What the exercise asks
Please gather and copy out every line of the records below that contains the word "find". Only matches with the same capitalization count.

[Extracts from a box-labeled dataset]
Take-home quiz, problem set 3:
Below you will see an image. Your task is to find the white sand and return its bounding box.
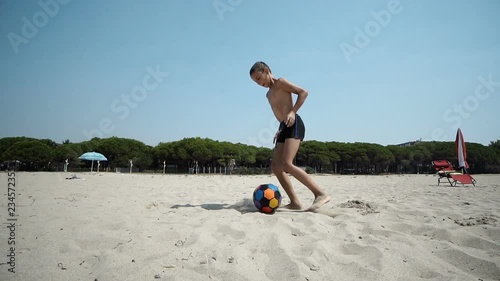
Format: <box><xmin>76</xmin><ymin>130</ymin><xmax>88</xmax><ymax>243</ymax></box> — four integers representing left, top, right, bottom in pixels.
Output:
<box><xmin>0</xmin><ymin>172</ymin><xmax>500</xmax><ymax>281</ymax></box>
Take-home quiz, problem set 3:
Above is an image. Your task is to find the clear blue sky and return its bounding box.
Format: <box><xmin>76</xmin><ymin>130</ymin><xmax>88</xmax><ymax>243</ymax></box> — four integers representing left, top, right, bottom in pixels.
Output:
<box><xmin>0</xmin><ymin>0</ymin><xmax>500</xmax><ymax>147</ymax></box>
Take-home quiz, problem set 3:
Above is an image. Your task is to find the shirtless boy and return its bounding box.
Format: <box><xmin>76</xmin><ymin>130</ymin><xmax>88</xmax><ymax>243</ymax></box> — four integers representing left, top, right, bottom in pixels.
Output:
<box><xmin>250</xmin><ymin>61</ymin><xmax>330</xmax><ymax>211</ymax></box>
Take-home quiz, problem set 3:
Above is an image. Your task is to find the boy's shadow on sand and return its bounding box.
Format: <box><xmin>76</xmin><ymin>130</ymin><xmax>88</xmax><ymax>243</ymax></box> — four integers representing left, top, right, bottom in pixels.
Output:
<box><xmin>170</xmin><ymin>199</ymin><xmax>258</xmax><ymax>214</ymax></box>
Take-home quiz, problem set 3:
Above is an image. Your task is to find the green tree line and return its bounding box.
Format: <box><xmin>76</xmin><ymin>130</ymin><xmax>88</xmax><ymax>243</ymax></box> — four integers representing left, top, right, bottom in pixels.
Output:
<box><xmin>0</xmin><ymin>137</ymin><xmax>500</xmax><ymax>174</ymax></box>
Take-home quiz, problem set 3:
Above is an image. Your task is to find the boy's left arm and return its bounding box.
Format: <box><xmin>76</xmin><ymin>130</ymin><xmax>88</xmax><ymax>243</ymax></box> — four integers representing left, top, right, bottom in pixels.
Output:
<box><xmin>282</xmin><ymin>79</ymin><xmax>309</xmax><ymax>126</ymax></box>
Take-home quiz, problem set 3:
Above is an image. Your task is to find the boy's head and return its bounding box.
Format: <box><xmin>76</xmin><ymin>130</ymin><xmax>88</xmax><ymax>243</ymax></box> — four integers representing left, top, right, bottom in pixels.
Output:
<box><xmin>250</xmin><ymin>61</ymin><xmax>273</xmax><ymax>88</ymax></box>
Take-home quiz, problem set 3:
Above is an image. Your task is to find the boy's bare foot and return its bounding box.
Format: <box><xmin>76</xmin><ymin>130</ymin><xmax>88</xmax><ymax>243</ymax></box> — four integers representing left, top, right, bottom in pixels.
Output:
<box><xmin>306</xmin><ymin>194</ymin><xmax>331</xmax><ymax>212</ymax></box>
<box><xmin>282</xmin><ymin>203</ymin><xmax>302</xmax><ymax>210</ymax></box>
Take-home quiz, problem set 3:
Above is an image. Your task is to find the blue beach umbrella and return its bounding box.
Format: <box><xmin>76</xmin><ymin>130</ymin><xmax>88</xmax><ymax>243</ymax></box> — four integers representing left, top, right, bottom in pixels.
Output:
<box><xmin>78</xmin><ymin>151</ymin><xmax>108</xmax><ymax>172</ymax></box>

Result below
Below you will see an image. Your task is to find the white sand and return its bounding box.
Above is an image. Your task is to find the clear blue sky and return its bounding box.
Above is an image. Your task is to find the shirtless boy and return its bounding box.
Above is an image. Your task is to find the boy's shadow on sand and return its bounding box.
Above is an image. Your task is to find the green tree line and return its bounding box.
Above is an image. Your task is to find the boy's left arm and return its bounding box.
Above is an image. Your task is to find the boy's head and return its bounding box.
Above is an image. Your task is to find the boy's bare foot and return its bounding box.
Above is an image. Your task is to find the blue beach umbrella and return its bounding box.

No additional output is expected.